What to produce:
Render the lines in the records below as a numbered list, starting with the line containing "For every <instance>" and ending with the line containing "box: [386, 490, 400, 523]", both included, with blank lines left out and nothing else added.

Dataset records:
####################
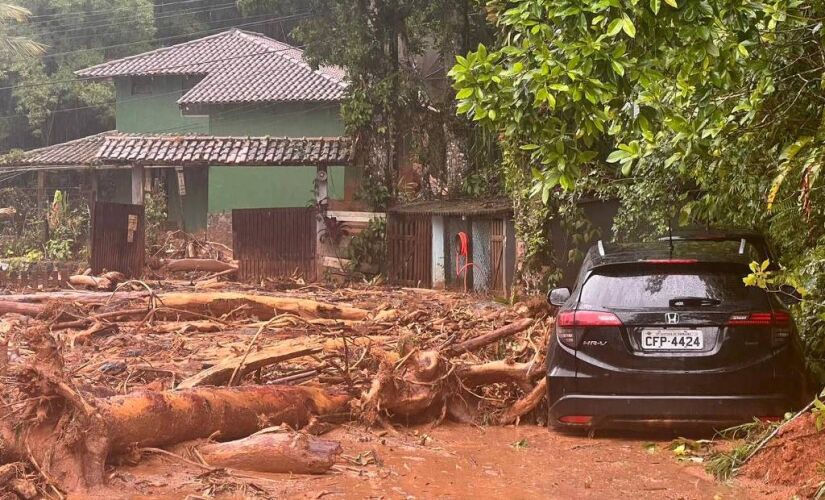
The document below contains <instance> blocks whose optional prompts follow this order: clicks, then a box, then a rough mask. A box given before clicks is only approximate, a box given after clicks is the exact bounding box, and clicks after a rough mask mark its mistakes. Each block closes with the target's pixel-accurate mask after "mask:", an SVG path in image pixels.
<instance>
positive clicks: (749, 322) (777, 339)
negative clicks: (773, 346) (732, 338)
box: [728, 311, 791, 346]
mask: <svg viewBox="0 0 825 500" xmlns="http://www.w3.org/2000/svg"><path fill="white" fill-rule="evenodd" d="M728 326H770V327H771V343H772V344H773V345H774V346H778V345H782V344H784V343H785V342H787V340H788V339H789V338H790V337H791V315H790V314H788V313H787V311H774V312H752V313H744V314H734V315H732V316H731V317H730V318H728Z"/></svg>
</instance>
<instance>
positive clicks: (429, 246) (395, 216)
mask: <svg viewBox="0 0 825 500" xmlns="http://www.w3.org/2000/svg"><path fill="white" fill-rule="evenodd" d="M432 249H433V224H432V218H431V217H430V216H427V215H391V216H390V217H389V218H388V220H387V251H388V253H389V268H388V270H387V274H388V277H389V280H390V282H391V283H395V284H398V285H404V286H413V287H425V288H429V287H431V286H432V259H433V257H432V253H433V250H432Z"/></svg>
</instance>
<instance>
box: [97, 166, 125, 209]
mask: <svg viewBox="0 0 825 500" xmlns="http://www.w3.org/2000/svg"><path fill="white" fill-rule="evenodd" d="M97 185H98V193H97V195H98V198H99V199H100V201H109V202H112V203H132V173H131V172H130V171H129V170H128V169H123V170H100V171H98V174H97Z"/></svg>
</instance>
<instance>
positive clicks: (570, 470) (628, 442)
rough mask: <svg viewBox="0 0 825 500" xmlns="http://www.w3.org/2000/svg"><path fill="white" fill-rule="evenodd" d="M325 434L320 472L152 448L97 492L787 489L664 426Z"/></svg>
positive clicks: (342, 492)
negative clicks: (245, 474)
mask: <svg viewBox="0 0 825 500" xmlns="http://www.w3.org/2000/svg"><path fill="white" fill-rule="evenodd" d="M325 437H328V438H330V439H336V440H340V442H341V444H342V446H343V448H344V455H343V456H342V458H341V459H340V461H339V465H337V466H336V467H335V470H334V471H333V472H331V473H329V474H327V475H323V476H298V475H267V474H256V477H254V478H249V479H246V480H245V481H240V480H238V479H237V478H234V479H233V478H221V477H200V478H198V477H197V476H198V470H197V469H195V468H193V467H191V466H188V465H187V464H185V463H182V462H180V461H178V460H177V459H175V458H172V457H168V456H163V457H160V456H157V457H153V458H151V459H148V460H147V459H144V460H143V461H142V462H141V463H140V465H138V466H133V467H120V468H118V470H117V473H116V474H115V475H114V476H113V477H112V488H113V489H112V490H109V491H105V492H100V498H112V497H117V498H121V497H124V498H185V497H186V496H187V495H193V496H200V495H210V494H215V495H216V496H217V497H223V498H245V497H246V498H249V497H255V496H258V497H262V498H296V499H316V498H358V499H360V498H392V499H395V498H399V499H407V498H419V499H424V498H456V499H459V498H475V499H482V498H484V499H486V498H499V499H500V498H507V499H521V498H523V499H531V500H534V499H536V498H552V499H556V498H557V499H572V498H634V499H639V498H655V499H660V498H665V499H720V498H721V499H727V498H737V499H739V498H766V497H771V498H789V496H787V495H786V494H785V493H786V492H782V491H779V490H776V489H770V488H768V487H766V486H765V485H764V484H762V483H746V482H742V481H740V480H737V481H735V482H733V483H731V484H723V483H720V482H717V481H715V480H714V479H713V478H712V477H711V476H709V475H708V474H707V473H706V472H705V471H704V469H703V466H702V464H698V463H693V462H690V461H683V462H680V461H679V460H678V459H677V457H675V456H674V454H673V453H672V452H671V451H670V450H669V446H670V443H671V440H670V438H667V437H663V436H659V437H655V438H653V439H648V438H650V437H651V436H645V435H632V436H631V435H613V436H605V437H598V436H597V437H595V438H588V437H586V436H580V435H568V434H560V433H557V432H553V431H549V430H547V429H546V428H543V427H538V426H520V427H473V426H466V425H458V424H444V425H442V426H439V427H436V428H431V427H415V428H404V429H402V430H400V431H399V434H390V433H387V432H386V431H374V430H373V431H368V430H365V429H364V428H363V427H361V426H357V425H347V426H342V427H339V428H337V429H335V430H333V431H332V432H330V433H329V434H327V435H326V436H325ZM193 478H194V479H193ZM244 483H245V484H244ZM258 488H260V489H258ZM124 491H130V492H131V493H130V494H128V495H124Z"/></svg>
####################
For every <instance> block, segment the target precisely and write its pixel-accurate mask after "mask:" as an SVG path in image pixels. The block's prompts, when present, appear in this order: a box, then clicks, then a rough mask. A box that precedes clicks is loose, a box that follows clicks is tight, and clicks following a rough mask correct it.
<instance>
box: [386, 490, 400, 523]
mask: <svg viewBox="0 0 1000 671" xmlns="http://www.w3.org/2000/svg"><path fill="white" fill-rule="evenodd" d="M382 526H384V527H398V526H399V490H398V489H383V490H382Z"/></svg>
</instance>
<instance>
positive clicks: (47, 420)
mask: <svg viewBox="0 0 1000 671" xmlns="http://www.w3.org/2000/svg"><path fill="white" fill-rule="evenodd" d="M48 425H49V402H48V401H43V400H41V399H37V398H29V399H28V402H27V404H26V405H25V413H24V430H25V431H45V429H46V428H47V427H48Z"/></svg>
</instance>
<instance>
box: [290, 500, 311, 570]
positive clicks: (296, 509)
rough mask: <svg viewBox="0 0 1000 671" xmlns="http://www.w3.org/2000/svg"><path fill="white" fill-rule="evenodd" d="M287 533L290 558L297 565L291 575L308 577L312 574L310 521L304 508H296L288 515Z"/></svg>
####################
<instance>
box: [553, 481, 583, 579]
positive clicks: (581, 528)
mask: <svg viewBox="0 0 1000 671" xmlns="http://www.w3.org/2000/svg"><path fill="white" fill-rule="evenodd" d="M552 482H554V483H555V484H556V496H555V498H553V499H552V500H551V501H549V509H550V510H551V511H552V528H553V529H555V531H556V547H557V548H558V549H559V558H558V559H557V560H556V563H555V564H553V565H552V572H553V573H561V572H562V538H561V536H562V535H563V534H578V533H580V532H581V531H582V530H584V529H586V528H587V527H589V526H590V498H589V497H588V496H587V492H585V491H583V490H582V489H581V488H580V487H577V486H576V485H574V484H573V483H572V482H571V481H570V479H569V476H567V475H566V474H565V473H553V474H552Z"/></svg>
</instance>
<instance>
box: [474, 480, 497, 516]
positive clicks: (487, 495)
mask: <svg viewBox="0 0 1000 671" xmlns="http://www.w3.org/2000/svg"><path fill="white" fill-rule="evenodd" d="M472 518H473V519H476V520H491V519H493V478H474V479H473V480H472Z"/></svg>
####################
Written answer:
1. For every <instance> block, segment the target precisely and write its pixel-accurate mask after "mask:" as an SVG path in image pixels. The block's prompts, when present, appear in this order: a box, then clicks, then a rough mask. A box that precedes clicks is loose, a box that follows clicks is tight, and clicks following a rough mask correct it.
2. <instance>
3. box: [386, 490, 400, 523]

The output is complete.